__Task requirements__: A word-for-word repeat of the records below is what this calls for.

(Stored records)

★ ★ ★ ★

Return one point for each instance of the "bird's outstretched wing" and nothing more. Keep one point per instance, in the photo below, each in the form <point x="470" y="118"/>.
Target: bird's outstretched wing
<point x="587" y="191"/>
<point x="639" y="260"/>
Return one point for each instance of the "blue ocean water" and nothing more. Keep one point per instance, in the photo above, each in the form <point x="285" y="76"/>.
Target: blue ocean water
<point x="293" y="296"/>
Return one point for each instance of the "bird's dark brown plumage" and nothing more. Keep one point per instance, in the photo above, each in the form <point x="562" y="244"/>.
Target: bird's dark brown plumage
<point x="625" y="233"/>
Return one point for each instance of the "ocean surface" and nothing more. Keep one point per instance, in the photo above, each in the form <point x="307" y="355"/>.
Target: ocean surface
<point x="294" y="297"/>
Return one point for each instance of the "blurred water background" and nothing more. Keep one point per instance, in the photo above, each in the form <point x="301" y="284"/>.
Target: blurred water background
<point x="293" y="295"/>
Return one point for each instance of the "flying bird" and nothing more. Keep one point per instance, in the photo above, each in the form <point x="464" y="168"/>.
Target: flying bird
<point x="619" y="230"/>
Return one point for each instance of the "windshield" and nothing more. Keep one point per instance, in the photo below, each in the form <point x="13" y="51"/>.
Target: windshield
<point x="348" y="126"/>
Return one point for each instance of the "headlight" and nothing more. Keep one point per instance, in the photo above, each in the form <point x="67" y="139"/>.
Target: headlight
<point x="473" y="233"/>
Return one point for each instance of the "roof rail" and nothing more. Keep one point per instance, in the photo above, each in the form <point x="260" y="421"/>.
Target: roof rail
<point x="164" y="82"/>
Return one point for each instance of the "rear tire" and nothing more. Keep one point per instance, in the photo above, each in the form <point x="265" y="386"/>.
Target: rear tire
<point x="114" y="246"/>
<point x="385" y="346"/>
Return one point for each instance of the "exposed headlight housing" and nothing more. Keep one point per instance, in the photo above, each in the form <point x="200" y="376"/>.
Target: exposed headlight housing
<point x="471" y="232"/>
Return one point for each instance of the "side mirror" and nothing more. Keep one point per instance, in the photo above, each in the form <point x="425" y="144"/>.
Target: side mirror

★ ★ ★ ★

__Reply__:
Return one point for each instance of the "bird's outstretched wing" and nothing more. Keep one point per instance, in the photo below, each in the form <point x="470" y="118"/>.
Target: bird's outstretched wing
<point x="587" y="191"/>
<point x="639" y="260"/>
Return one point for each instance of the "blue ocean water" and nothing more. Keep one point per instance, in the photo above, each in the form <point x="285" y="76"/>.
Target: blue ocean water
<point x="293" y="296"/>
Return one point for each instance of the "bird's dark brown plumage" and nothing more. Keep one point per instance, in the photo above, each in the form <point x="562" y="244"/>.
Target: bird's dark brown plumage
<point x="625" y="233"/>
Return one point for each instance of the "ocean surface" and nothing more. Keep one point per instance, in the photo above, each in the form <point x="307" y="355"/>.
Target: ocean surface
<point x="294" y="297"/>
Return one point for each instance of the "blurred water background" and nothing more. Keep one point per instance, in the photo above, each in the form <point x="301" y="284"/>.
Target: blurred water background
<point x="293" y="295"/>
Return one point for each instance of the "flying bird" and nothing more. Keep one point per instance, in the photo above, each in the form <point x="464" y="168"/>.
Target: flying bird
<point x="619" y="230"/>
Return one point for each instance of the "windshield" and nothing more. Keep one point per instance, in the photo below, each in the form <point x="13" y="51"/>.
Target: windshield
<point x="348" y="126"/>
Return one point for each instance of the "headlight" and nothing more. Keep one point per instance, in the photo above, each in the form <point x="67" y="139"/>.
Target: headlight
<point x="473" y="233"/>
Return one point for each instance of the "roof rail" and nothing more. Keep one point per instance, in the photo above, each in the form <point x="260" y="421"/>.
Target: roof rail
<point x="164" y="82"/>
Return one point for each instance of the "rear tire" and nothing more. Keep one point per instance, in the photo above, each in the form <point x="265" y="386"/>.
Target: rear tire
<point x="114" y="246"/>
<point x="385" y="346"/>
Return one point for each instance of the "exposed headlight housing" and nothing more. Keep one point per instance, in the photo above, each in the form <point x="200" y="376"/>.
Target: exposed headlight housing
<point x="471" y="232"/>
Return one point for each instance of the "side mirror" and nothing more. Keep one point per instance, in the photo above, each in the form <point x="425" y="144"/>.
Target: side mirror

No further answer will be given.